- **Exercise requirements**:
A. Retype the article on choosing a singing key from "Sometimes, though, finding" up to and including "to sing in.".
B. Summarize the article on choosing a singing key in two sentences.
C. List every word in the first title line of the article on choosing a singing key that begins with a capital letter.

- **Text provided**:
┌────────

3 Simple Steps to Choose the Perfect Key to Sing In

How to Choose the Right Key for Your Song

How do you figure out what key you should sing in? Here, Brooklyn, NY teacher Liz T. shares the 3 easy steps to make the right adjustments…

 

As a singer, you’re probably well aware of your vocal range. You feel comfortable singing in a particular key, and you know the high notes and low notes you’re going to struggle with. Fortunately, this doesn’t mean you’ll always be limited in your vocal repertoire. If you’re singing with a band, you’re lucky in that you can ask your bandmates to play a song in a different key, resulting in a lot more options for songs to sing!

Sometimes, though, finding the appropriate key to sing in can be challenging. And you don’t want to make it any harder on your band! Here are some tips to help you through this process of finding the right key to sing in.

└────────

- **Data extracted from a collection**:
┌────────

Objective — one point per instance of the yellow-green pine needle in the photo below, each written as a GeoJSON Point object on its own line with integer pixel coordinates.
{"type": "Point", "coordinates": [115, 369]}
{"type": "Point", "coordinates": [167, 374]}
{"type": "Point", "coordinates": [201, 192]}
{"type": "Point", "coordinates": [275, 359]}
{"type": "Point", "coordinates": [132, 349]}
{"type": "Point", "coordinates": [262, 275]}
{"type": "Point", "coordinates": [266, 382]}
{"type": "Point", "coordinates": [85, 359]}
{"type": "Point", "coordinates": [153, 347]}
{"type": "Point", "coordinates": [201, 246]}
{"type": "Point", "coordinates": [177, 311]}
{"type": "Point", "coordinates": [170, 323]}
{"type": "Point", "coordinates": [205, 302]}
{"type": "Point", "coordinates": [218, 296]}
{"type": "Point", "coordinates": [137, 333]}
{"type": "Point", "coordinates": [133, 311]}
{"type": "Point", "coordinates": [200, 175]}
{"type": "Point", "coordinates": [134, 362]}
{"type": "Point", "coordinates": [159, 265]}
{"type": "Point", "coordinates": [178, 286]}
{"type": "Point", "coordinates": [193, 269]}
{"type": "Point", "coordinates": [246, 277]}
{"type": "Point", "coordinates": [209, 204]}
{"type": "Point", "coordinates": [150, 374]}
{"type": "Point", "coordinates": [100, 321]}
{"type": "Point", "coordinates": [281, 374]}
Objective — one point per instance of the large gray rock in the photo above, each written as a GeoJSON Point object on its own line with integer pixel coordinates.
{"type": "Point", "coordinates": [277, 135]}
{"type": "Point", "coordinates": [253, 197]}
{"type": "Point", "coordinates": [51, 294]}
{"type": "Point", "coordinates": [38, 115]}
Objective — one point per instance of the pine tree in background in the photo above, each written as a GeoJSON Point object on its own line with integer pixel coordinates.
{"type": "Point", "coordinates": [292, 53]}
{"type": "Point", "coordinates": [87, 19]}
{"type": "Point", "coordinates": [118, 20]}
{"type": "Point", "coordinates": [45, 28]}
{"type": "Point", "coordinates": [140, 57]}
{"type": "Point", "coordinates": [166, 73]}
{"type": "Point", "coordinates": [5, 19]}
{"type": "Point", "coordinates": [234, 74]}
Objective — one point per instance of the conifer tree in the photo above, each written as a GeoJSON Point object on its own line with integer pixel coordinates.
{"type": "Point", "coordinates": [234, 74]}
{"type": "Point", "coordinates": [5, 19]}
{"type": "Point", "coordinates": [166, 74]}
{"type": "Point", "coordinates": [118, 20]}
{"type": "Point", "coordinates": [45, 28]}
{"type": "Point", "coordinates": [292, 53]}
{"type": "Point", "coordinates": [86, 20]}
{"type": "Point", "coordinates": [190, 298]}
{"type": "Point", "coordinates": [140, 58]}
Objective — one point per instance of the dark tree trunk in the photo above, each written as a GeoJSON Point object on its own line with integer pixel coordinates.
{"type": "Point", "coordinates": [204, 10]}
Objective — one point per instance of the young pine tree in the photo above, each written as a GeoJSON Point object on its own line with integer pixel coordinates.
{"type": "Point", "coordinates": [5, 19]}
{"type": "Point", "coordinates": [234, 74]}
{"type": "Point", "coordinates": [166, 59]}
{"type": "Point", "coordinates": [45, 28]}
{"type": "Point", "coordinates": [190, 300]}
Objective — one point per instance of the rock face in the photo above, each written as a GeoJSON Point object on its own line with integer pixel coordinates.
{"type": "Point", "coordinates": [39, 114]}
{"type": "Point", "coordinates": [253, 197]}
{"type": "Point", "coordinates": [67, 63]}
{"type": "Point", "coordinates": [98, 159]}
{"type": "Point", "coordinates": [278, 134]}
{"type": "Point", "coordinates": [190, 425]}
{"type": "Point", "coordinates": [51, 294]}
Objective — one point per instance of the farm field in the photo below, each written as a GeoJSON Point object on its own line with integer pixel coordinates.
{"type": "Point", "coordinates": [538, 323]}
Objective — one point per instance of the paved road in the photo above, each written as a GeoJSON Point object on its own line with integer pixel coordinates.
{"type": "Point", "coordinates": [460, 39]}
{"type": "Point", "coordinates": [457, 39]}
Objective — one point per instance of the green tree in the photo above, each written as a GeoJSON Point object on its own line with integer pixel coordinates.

└────────

- **Solutions by task**:
A.
Sometimes, though, finding the appropriate key to sing in can be challenging. And you don’t want to make it any harder on your band! Here are some tips to help you through this process of finding the right key to sing in.

B. Singers usually know their vocal range and the key they feel comfortable in, but singing with a band lets them ask bandmates to play a song in a different key, which opens up more song options. Because finding the right key can still be challenging, Brooklyn, NY teacher Liz T. shares three easy steps and tips for the process.

C. Simple, Steps, Choose, Perfect, Key, Sing, In